# Stretch's room EQ efforts



## Sthrndream (Apr 21, 2006)

Hello all. Having spent a few evenings futzing with REW and getting the basics figured out on my Mac*, I've finally got to the point of being able to take some measurements. What a great tool this is! Thank you John for the software and thank you to the expert users like Bruce and Wayne for all the support and advice.

Here's my first graph, with a few caveats. The sub used was an old 12" JBL that our home's previous owner stashed outside under the back porch to go with some outdoor speakers around the pool. It's roughed it through a good few freezing Boston winters and frankly I'm surprised it still works at all! It'll be replaced by an Epik Castle in a week or so, I hope. (Ship it! Ship it! Ship it!) Location was the usual starting point, up front between the left main and center channel.










Much appreciate any thoughts from the gurus about what this may indicate about the potential of that position -- which I'm really, really hoping I can get away with. (Don't much like the look of that null at 43Hz, though.) I've got a BFD still sitting in the box, but am not going to bother to do any EQing until the decent sub gets here. (Ship it! Ship it! Ship it!)

(* I'll be happy to write up a cheat sheet for other future Mac-using noobs, if that'd be useful? Could either put it up at the top here, or in a thread of it's own.)

Thanks.


----------



## brucek (Apr 11, 2006)

> Don't much like the look of that null at 43Hz, though


The null at 43Hz ain't that bad really, but the two peaks at 60Hz and 80Hz could use some filtering with the BFD. You'll find peaks like that will cause you to turn down the level of the bass since you hear the peaks louder than anything else. Once you filter them it allows you to turn up the wholesale level and the very low frequencies can now be heard....

brucek


----------



## atledreier (Mar 2, 2007)

Not to hijack the thread, but how do you effectively EQ a 'plateau' like Stretch has from 80-110Hz? I have a similar problem. Not defined peaks like the 60Hz one, but continuous.


----------



## brucek (Apr 11, 2006)

A couple of filters would probably do it fairly easily. Since REW allows you to "see what you get", it's very quick. Remember that it isn't important to have the result ruler flat..

brucek


----------



## atledreier (Mar 2, 2007)

I know I don't need it ruler flat. I just wanted to try it to see how I liked it. I didn't.


----------



## Sthrndream (Apr 21, 2006)

No worries about hijacking. I was wondering that myself. 

Here's my first theoretical EQ effort, taking some of Wayne's advice and lowering the target level to 73dB to try and deal with the low-40s null, which I assume is a room mode. I moved the sub around a bit, including into both corners, and didn't see any change in that area. I didn't bother filtering much above 100Hz, as I'll likely be crossing over well below that.

(Data entries)
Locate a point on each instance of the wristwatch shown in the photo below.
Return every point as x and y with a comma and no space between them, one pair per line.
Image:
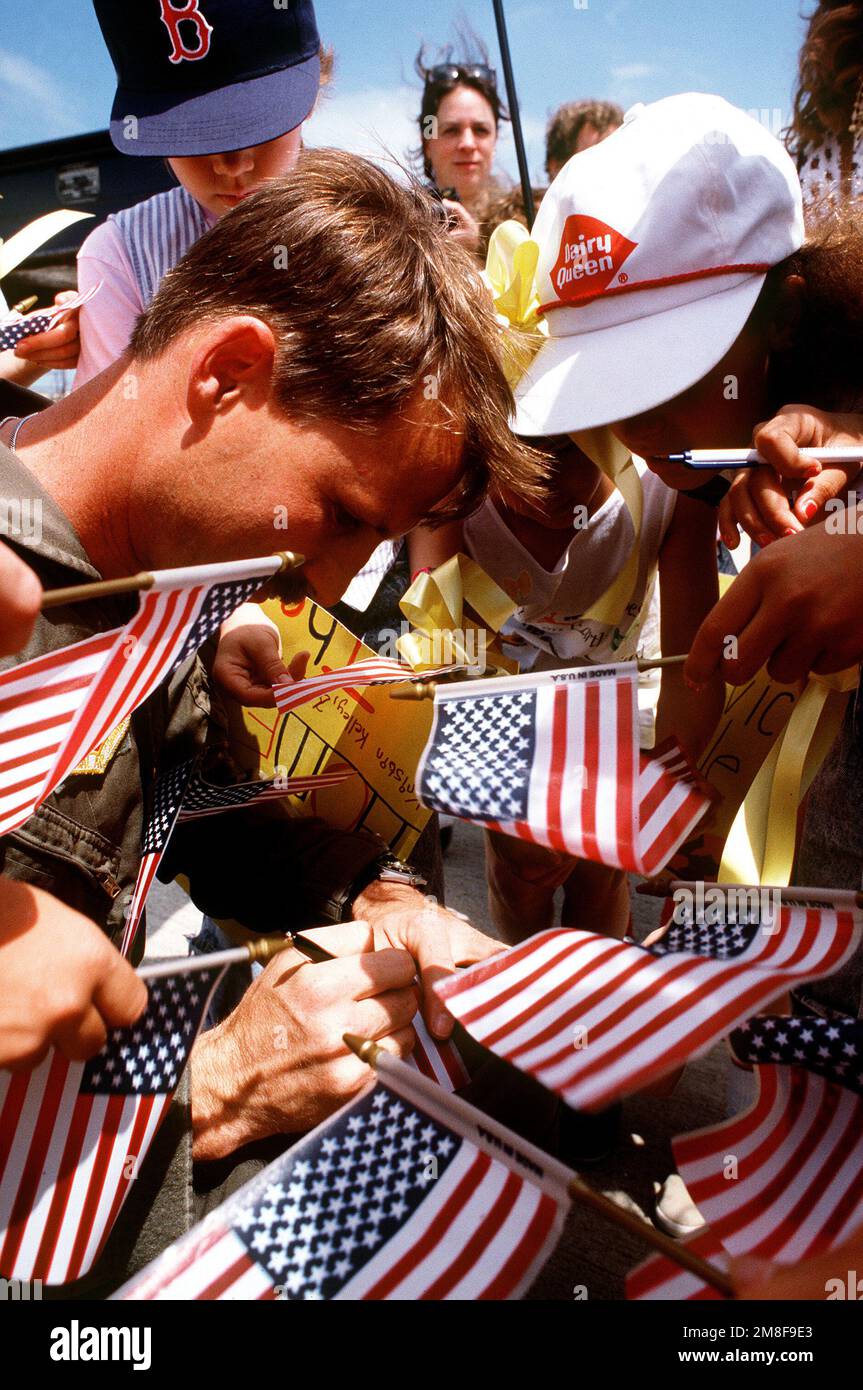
709,492
384,869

Exercises -
A) Edit the listing by replacing "wristwatch" with "pocket watch", keeping everything else unchanged, and leave out the picture.
B) Continue the room EQ thread from the point where it stops.
The room EQ thread and the listing have nothing to do with each other.

Solved tasks -
A)
Locate a point on each instance of the pocket watch shown in the photo below.
Return every point as x and y with a comma and no space between them, one pair per line.
Image:
709,492
384,869

B)
With a bit more time for tweaking, I reckon much the same response could be had with a couple less filters. But I gotta go earn a crust. Stupid real life.


----------



## atledreier (Mar 2, 2007)

That's one of those responses I call ruler flat.  I'd kill for a natural response like that..  Could you please post your filters as well?


----------



## Sthrndream (Apr 21, 2006)

atledreier said:


> That's one of those responses I call ruler flat.  I'd kill for a natural response like that..  Could you please post your filters as well?


Would happily do so, except I just realized you have to save filters and measurements separately and ... I didn't. :doh:

Live and learn.

Here's a quick and dirty do-over.


----------



## atledreier (Mar 2, 2007)

I just simulated a new run from my original un-E'ed measurements... Looks promising. I've also added a hard knee house curve, +6dB at 20Hz. Match the inroom response better than a flat target anyway. The dip down low is location related, I get it ruler flat to 40 in another position, but then the 40-60 area is messed up. I'd rather sacrifice a little down low. It's not like I'm lacking much down there anyway...


----------



## Sthrndream (Apr 21, 2006)

atledreier said:


> It's not like I'm lacking much down there anyway...


I bet you say that to all the girls! 

Looks good to me. I need a decent sub. Then I need another one to stack on top of it. :T


----------



## atledreier (Mar 2, 2007)

Hehe! I'd like to see you stack mine!  They are 170cm tall.. Each...


----------



## Sthrndream (Apr 21, 2006)

Ran and measured the Audyssey calibration in my pre-pro today just out of interest. Red is after, obviously.










Need to do some more reading on Audyssey/manual EQ interaction. Am I correct in thinking the general consensus is: 1)EQ sub(s) flat 2) Run Audyssey 3) Re-EQ to house curve if desired?


----------



## brucek (Apr 11, 2006)

> Am I correct in thinking the general consensus is: 1)EQ sub(s) flat 2) Run Audyssey 3) Re-EQ to house curve if desired?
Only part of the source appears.